▶ **EXERCISE DESCRIPTION**: Reproduce each of the following records verbatim, omitting the pictures from your reply.

▶ **RECORDS SHOWN**:
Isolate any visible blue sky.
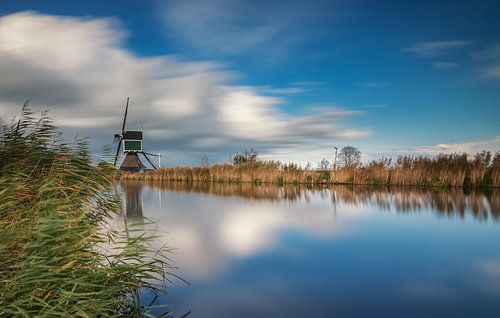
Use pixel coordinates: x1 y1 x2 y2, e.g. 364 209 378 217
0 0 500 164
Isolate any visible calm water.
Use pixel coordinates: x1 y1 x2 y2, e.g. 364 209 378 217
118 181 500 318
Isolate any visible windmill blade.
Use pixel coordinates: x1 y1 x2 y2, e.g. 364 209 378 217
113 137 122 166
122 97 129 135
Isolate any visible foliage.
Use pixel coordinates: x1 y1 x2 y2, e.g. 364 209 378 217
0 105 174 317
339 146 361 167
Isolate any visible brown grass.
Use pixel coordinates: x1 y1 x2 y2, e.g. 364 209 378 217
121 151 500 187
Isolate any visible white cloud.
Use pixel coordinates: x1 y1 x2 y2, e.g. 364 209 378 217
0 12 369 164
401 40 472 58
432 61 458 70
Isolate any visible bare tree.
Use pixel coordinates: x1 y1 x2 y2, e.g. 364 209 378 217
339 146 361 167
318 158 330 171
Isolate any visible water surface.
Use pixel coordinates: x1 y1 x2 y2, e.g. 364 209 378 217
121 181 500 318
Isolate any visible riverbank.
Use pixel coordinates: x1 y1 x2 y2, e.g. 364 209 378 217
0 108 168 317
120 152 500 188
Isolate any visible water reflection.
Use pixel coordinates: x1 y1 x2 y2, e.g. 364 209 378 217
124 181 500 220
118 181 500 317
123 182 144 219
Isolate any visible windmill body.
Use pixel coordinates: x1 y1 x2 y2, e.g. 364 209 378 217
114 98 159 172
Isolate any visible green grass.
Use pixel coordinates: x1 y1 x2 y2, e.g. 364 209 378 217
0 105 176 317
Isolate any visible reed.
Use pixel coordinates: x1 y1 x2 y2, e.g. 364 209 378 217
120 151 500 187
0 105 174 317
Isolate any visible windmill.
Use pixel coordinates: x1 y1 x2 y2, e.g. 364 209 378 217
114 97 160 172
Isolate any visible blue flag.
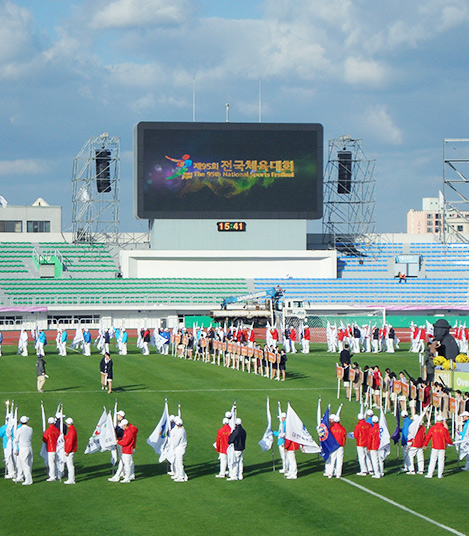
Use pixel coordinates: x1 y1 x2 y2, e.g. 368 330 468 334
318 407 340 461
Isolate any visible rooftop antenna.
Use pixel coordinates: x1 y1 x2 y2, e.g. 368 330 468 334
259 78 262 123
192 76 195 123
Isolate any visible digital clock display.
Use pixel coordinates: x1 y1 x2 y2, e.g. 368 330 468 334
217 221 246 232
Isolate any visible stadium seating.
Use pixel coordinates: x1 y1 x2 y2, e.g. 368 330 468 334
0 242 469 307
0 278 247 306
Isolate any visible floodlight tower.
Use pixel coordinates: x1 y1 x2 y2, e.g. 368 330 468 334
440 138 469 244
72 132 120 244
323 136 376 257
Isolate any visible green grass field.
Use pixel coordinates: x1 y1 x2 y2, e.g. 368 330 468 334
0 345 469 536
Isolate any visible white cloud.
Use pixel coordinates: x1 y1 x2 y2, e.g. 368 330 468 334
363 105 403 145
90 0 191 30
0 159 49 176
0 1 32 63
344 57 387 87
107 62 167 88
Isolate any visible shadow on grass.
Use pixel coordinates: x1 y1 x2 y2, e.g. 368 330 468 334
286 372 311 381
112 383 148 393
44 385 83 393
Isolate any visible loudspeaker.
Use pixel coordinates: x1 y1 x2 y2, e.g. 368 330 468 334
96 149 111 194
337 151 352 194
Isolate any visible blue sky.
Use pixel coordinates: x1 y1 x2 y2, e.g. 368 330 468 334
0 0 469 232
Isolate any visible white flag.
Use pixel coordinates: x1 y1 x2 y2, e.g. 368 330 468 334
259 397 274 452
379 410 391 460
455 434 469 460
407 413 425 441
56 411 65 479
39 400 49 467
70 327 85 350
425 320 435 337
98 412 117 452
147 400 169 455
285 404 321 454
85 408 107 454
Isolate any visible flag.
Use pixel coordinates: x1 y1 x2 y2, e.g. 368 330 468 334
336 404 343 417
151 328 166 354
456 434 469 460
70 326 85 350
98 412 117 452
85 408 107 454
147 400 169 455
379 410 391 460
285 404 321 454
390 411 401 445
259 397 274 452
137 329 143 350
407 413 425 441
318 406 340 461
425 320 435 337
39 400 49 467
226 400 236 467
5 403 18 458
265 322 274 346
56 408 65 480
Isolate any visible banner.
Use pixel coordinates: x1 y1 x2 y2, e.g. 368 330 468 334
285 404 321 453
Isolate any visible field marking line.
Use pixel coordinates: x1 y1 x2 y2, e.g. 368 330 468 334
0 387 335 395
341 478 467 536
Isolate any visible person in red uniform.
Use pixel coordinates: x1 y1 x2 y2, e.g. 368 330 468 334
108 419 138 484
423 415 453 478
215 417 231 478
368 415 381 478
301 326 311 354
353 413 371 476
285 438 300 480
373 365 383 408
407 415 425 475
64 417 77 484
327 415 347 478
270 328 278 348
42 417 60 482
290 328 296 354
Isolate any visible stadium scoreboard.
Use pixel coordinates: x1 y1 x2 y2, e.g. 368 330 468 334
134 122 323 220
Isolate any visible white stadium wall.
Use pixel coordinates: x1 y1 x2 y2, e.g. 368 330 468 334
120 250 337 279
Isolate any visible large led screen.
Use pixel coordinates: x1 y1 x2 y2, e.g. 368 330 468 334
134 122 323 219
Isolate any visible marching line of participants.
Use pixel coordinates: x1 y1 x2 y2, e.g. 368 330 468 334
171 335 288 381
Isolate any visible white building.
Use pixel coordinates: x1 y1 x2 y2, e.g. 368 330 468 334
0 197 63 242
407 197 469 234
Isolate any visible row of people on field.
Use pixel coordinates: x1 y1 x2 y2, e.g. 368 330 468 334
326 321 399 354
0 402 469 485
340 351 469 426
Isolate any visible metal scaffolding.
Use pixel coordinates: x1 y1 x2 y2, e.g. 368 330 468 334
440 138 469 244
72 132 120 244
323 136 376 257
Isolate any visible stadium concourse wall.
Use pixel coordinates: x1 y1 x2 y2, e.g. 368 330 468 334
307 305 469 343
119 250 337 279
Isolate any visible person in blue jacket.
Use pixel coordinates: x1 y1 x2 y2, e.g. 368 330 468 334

▶ **TASK RESPONSE**:
Isolate any visible blue sky.
Use pixel coordinates: x1 y1 x2 y2, e.g. 364 209 378 217
0 0 500 164
Isolate any visible calm water.
Use pixel coordinates: x1 y1 x2 y2, e.g. 364 209 378 217
118 181 500 318
Isolate any visible windmill blade.
Use pixel coordinates: x1 y1 x2 y2, e.g. 364 209 378 217
113 137 122 166
122 97 129 135
Isolate any visible foliage.
Use pixel coordinates: x1 y1 x2 y2, e.g. 364 209 378 217
0 105 174 317
339 146 361 167
Isolate any visible brown grass.
Use pixel coordinates: x1 y1 x2 y2, e.g. 364 209 378 217
121 151 500 187
Isolate any visible white cloud.
Use pixel coordinates: x1 y1 x2 y2, e.g. 364 209 378 217
0 12 369 164
401 40 472 58
432 61 458 70
Isolate any visible bare tree.
Use pixel coordinates: x1 y1 x2 y2, e.g. 364 209 378 217
339 146 361 167
318 158 330 171
Isolate any visible water surface.
Use pixel coordinates: x1 y1 x2 y2, e.g. 364 209 378 217
121 181 500 318
Isolate any visible riverbank.
Use pixel coordinates: x1 y1 x2 y2, e.g. 364 209 378 217
0 108 168 317
120 152 500 188
Isolate any visible water reflection.
Use pixel coordinates: x1 y1 x2 y2, e.g. 364 209 378 217
124 181 500 220
118 181 500 317
123 182 144 219
Isolate any visible windmill body.
Use pixel coordinates: x1 y1 x2 y2, e.g. 364 209 378 217
114 98 159 172
Isolate any visible green grass.
Use pixel coordinates: x1 y1 x2 y2, e.g. 364 209 378 217
0 105 176 317
Isolate any visible reed.
Use pixel coordinates: x1 y1 x2 y2, e.g. 364 209 378 217
120 151 500 187
0 105 174 317
Isolate any visible windmill.
Use pixel coordinates: x1 y1 x2 y2, e.g. 364 209 378 217
114 97 160 172
Isolate any visible blue flag.
Use pixel coordinates: x1 y1 x2 y2, e.g. 368 330 468 334
318 407 340 461
Isolate any visible rooftop antenna.
Use pixel coordinates: x1 y1 x2 y2, e.g. 368 330 468 334
259 78 262 123
192 76 195 123
Isolate any visible digital clock display.
Use pixel coordinates: x1 y1 x2 y2, e.g. 368 330 468 334
217 221 246 232
Isolate any visible stadium seating.
Use pixel coordinates: x1 y1 x2 y2, e.g. 368 330 468 334
0 242 469 307
0 278 247 306
Isolate any visible floodlight tower.
Use pixel coordinates: x1 y1 x2 y2, e.g. 368 330 468 334
440 138 469 244
72 132 120 244
323 136 376 257
Isolate any visible green grass field.
Use pixel coordinates: x1 y1 x2 y2, e.g. 368 330 468 334
0 345 469 536
Isolate any visible white cloud.
Use pixel coordinates: x1 y1 x2 y2, e.g. 368 330 468 334
363 105 403 145
90 0 191 30
0 159 49 176
0 1 32 63
344 57 387 87
107 62 167 88
Isolate any visible shadow on grass.
Use pixel coordinates: x1 y1 x2 y2, e.g. 368 330 468 334
286 372 311 381
112 383 148 393
44 385 83 393
Isolate any visible loudspeaker.
Use pixel coordinates: x1 y1 x2 y2, e.g. 368 330 468 334
96 149 111 194
337 151 352 194
Isolate any visible blue sky.
Use pixel coordinates: x1 y1 x2 y2, e.g. 368 330 468 334
0 0 469 232
Isolate any visible white flag.
Use pixel coordinates: x1 y1 x2 y2, e.g. 368 330 468 334
259 397 274 452
379 410 391 460
455 434 469 460
407 413 425 441
56 411 65 479
39 400 49 467
70 327 85 350
425 320 435 337
98 412 117 452
147 400 169 455
285 404 321 454
85 408 107 454
Isolate any visible flag.
Use pixel coordinates: x1 y1 x2 y2, e.g. 368 330 468 334
336 404 343 417
151 328 166 354
456 434 469 460
70 326 85 350
98 412 117 452
85 408 107 454
147 400 169 455
379 410 391 460
285 404 321 454
390 411 401 445
259 397 274 452
137 329 143 350
407 413 425 441
318 406 340 461
425 320 435 337
39 400 49 467
226 400 236 467
5 403 18 458
265 322 274 346
56 408 65 480
Isolate any visible banner.
Use pixel coordinates: x1 y1 x2 y2, e.g. 368 330 468 334
285 404 321 453
Isolate any visible field marking line.
Use pixel coordinates: x1 y1 x2 y2, e.g. 368 330 468 334
0 387 335 395
341 478 467 536
Isolate any visible person in red uniform.
Use pixel coordinates: x1 y1 x2 y2, e.g. 368 330 468 334
108 419 138 484
423 415 453 478
215 417 231 478
368 415 381 478
301 326 311 354
353 413 371 476
285 438 300 480
373 365 383 408
407 415 425 475
64 417 77 484
327 415 347 478
270 328 278 348
42 417 60 482
290 328 296 354
Isolate any visible stadium scoreboard.
Use pixel coordinates: x1 y1 x2 y2, e.g. 368 330 468 334
134 122 323 220
Isolate any visible white stadium wall.
Use pixel coordinates: x1 y1 x2 y2, e.g. 368 330 468 334
120 250 337 279
Isolate any visible large led screen.
Use pixel coordinates: x1 y1 x2 y2, e.g. 368 330 468 334
134 122 323 219
Isolate any visible marching line of participants.
Use pixel coordinates: x1 y1 x2 y2, e.g. 368 330 468 334
171 335 288 381
Isolate any visible white building.
Use pixel coordinates: x1 y1 x2 y2, e.g. 368 330 468 334
0 197 63 242
407 197 469 234
Isolate any visible row of people on field.
Use pixel coordinates: x1 y1 x2 y2, e.g. 368 330 468 334
326 321 399 354
0 402 469 485
340 351 469 426
Isolate any visible metal scaffolding.
Use pixel coordinates: x1 y1 x2 y2, e.g. 368 330 468 334
440 138 469 244
72 132 120 244
323 136 376 257
Isolate any visible stadium concourse wall.
Use pixel coordinates: x1 y1 x2 y2, e.g. 368 330 468 334
307 305 469 343
119 250 337 279
Isolate any visible person in blue jacket.
Use pixel coordinates: x1 y1 x2 y2, e.g. 368 330 468 334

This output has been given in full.